» **What needs to be done**
Take the line with "# point at: lower" as the first line and the last line of the data as the final one. Write out those lines exactly, and no others.
-- Input follows --
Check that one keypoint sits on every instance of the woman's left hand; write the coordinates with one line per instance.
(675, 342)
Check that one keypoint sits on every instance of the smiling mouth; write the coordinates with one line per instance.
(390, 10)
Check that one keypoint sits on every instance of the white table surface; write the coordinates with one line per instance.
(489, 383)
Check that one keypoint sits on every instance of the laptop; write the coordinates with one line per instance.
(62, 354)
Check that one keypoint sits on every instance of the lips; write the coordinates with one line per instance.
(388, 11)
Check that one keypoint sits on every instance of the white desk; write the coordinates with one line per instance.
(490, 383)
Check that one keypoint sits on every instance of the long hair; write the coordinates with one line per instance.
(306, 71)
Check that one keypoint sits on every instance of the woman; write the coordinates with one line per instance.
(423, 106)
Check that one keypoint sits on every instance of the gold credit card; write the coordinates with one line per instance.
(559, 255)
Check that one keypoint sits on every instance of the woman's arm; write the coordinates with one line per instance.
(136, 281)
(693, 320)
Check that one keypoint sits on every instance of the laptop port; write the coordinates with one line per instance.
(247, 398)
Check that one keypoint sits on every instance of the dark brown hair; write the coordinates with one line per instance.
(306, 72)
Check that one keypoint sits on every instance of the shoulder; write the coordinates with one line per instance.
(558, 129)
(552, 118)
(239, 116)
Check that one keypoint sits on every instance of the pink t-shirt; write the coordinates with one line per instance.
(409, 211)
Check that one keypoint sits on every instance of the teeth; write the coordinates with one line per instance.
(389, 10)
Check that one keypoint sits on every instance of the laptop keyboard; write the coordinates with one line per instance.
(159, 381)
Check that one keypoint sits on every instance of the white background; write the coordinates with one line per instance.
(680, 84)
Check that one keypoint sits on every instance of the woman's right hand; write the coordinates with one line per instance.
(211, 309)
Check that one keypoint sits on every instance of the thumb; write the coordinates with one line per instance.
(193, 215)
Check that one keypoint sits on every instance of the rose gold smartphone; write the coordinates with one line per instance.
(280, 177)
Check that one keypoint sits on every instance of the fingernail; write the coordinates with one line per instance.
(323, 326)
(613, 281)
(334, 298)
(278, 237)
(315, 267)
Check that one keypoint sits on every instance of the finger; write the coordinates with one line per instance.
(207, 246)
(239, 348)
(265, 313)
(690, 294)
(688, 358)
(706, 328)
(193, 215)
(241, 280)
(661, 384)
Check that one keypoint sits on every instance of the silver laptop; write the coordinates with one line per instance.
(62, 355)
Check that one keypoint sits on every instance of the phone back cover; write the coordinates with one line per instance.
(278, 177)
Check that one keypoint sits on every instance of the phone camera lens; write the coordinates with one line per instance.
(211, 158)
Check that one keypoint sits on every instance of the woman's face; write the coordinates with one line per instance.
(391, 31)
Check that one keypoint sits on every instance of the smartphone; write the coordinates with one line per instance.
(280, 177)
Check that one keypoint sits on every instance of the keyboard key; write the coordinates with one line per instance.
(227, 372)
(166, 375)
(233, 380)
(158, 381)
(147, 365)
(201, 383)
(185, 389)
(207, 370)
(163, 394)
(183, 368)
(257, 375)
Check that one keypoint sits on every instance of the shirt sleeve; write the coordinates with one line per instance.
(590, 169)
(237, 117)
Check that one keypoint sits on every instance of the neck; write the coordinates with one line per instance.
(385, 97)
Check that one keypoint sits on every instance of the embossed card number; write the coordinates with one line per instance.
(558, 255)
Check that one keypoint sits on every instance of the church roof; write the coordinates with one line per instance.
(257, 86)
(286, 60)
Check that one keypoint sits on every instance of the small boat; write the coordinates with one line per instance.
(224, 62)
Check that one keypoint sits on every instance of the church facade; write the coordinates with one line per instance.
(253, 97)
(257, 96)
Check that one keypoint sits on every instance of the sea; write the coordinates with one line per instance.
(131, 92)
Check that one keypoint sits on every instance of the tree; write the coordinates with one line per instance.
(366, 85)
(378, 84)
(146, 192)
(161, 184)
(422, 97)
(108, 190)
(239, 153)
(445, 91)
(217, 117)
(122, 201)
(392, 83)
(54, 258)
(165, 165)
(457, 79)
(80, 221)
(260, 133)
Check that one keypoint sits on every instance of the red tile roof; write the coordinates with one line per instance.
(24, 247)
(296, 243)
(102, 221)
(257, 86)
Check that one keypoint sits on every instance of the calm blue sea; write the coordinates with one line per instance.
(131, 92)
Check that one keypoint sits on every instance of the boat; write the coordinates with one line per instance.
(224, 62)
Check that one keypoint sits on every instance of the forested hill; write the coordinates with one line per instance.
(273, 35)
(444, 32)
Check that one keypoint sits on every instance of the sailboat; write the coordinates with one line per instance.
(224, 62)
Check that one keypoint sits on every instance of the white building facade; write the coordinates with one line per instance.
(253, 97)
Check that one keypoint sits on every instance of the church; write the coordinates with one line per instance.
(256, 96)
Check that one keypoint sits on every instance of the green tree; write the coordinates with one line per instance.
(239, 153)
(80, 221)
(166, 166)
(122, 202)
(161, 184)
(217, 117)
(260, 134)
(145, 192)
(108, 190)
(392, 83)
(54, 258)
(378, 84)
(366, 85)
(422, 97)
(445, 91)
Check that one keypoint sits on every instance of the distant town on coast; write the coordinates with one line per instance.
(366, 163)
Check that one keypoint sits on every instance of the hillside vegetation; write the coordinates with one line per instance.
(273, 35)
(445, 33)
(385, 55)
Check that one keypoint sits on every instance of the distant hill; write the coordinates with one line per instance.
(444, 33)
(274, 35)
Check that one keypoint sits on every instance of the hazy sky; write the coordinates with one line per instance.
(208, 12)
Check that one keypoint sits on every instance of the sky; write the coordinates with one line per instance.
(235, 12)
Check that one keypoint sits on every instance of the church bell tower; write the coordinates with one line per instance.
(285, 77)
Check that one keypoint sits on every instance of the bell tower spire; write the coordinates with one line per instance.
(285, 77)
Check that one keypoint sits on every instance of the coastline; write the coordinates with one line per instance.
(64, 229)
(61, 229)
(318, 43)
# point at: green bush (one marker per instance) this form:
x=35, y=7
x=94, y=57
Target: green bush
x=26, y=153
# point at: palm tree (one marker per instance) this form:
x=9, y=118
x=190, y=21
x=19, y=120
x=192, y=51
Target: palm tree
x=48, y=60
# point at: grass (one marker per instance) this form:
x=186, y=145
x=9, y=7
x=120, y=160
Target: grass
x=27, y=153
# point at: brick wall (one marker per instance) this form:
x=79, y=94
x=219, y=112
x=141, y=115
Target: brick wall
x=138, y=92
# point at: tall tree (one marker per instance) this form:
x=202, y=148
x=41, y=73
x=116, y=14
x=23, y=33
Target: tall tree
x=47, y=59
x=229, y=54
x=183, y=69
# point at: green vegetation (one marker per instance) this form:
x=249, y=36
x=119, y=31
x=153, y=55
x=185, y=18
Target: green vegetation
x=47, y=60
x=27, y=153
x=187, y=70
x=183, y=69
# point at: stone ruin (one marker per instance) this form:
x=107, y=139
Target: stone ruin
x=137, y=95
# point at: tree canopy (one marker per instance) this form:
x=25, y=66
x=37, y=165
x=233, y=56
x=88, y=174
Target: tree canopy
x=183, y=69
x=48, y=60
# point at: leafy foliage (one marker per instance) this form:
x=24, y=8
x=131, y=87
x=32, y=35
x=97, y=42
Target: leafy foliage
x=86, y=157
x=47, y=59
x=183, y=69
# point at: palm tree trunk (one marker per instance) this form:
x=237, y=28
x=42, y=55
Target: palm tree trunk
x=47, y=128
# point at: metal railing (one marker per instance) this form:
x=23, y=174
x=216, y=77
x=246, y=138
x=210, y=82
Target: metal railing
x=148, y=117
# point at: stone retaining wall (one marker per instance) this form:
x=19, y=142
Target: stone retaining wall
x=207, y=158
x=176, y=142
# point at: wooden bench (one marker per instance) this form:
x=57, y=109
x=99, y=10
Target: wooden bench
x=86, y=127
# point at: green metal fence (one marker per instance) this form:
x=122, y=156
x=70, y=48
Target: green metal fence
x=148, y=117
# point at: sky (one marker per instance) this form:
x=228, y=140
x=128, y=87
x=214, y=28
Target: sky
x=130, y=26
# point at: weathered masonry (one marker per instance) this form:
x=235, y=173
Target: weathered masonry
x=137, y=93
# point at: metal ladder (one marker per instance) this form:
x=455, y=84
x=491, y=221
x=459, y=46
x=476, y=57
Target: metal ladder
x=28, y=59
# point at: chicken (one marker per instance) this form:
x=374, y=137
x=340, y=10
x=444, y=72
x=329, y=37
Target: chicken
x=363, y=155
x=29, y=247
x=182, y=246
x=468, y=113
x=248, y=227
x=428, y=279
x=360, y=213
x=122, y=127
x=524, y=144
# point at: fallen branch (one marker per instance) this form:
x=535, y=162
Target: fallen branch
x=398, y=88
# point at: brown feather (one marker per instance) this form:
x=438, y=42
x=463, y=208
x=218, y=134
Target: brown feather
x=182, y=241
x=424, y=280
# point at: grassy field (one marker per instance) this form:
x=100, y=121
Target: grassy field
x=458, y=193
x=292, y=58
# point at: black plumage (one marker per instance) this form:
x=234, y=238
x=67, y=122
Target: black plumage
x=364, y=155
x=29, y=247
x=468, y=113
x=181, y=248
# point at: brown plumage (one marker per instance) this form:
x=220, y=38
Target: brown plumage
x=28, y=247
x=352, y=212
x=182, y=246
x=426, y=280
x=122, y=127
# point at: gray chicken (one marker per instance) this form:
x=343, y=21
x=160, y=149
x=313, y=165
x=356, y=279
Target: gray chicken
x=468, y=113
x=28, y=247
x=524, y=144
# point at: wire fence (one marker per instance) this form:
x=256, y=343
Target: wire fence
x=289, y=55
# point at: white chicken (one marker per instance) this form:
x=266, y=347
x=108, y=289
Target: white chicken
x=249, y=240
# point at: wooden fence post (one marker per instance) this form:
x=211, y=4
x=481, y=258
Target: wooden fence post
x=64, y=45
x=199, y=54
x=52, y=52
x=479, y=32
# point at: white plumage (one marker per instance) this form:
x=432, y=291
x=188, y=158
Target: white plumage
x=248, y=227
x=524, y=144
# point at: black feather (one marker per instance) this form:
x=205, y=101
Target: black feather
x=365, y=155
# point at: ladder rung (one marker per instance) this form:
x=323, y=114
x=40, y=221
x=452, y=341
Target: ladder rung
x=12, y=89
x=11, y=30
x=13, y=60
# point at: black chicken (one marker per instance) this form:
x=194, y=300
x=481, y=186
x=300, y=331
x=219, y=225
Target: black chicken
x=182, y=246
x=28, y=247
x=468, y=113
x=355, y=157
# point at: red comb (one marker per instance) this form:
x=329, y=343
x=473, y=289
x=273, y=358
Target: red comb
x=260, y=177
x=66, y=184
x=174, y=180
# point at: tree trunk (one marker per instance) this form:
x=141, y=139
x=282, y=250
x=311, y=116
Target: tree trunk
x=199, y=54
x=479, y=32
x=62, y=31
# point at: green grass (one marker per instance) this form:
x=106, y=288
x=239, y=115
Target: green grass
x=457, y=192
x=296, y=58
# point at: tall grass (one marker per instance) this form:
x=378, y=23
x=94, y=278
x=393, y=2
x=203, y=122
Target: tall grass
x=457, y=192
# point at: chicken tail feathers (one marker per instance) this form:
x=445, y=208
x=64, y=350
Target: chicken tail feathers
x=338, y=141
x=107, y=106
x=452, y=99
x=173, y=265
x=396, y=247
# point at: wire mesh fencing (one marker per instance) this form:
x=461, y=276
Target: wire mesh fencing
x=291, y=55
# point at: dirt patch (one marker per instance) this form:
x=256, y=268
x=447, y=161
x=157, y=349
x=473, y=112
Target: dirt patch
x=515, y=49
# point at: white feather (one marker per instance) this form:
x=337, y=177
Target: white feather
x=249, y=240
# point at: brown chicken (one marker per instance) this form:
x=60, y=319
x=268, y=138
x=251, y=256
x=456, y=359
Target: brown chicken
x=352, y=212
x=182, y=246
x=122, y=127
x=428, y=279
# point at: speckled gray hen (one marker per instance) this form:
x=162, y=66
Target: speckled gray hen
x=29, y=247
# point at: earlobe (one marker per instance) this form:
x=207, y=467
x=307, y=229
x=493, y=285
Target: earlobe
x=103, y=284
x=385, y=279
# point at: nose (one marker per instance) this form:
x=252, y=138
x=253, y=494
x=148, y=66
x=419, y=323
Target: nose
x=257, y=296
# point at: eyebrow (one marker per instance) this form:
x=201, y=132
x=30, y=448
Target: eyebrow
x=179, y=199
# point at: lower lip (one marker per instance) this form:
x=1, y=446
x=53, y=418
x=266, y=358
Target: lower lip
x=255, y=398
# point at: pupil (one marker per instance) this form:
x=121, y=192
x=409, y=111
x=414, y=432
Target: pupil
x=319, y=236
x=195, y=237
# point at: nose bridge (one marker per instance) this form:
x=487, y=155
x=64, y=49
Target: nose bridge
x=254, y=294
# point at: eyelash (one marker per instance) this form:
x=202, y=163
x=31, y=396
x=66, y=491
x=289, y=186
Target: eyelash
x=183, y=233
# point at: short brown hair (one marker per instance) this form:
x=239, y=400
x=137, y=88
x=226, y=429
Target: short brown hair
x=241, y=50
-- Input concluded --
» **Reply to the task**
# point at: lower lip (one marker per instance) this form:
x=1, y=446
x=53, y=418
x=266, y=358
Target: lower lip
x=255, y=398
# point at: pupil (one marker per instance) this form:
x=121, y=192
x=409, y=111
x=414, y=432
Target: pupil
x=319, y=236
x=195, y=237
# point at: nose bridge (one marker per instance) this form:
x=487, y=155
x=64, y=49
Target: nose bridge
x=254, y=294
# point at: eyelash (one marker per instance) this form:
x=202, y=163
x=31, y=396
x=66, y=491
x=289, y=186
Target: eyelash
x=183, y=233
# point at: short brown hair (one marker per instance) this form:
x=239, y=400
x=137, y=88
x=226, y=429
Target: short brown hair
x=241, y=50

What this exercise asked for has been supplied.